#### DESCRIPTION OF THE TASK
Update the data below, starting at the line containing "Task: for the greenhouse-bench survey, tag the person's" and ending at the end of the data: change "knuckle" to "finger joint" and return those lines with nothing else altered.

* Start *

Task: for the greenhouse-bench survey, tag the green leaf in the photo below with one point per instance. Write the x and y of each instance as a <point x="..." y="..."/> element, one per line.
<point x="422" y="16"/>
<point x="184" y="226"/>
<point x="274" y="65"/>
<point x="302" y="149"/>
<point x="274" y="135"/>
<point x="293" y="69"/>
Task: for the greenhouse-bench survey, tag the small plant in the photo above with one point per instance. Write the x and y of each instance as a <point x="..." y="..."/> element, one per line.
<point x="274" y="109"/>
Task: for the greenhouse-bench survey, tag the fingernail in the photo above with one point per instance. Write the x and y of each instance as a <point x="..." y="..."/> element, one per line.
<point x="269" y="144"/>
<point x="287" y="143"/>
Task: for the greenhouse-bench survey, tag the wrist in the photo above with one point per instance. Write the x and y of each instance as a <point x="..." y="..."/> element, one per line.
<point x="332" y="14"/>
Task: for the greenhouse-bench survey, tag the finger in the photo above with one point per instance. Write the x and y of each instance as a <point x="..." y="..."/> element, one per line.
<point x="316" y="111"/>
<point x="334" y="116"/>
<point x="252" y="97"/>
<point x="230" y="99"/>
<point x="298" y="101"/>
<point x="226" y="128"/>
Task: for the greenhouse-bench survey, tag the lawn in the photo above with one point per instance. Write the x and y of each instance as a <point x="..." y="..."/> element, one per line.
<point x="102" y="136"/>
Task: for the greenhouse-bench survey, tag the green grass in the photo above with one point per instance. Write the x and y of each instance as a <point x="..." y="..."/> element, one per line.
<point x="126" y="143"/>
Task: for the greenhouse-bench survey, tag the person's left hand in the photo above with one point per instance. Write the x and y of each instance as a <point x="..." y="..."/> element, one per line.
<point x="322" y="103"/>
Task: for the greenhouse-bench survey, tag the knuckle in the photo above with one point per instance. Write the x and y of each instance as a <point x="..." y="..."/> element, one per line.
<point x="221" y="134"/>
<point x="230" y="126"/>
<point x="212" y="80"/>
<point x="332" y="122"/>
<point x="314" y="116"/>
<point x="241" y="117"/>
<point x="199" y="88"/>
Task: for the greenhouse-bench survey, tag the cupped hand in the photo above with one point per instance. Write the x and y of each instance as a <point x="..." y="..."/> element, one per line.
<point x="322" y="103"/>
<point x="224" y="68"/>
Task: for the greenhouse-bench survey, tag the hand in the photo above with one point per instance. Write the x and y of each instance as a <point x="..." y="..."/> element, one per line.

* End *

#### RESULT FOR THIS TASK
Task: for the greenhouse-bench survey, tag the person's left hand in the photo above with one point per instance. Write the x and y of each instance as a <point x="..." y="..."/> element, one per line.
<point x="322" y="103"/>
Task: for the greenhouse-bench survey, tag the finger joint in the photo above with one point per instance. Write the x and y of each instance as a <point x="..." y="..."/> element, one per line.
<point x="221" y="134"/>
<point x="230" y="126"/>
<point x="212" y="80"/>
<point x="332" y="122"/>
<point x="314" y="116"/>
<point x="241" y="117"/>
<point x="199" y="88"/>
Task: for the greenhouse-bench survey, tag the cupped hand in the photo above with one point per instance. Write the x and y of each instance as a <point x="..." y="..."/> element, one per line.
<point x="322" y="103"/>
<point x="224" y="68"/>
Task: for the greenhouse-bench survey, tag the hand in the photo above with one point per instance. Write the x and y of each instance as a <point x="..." y="..."/> element, one per line.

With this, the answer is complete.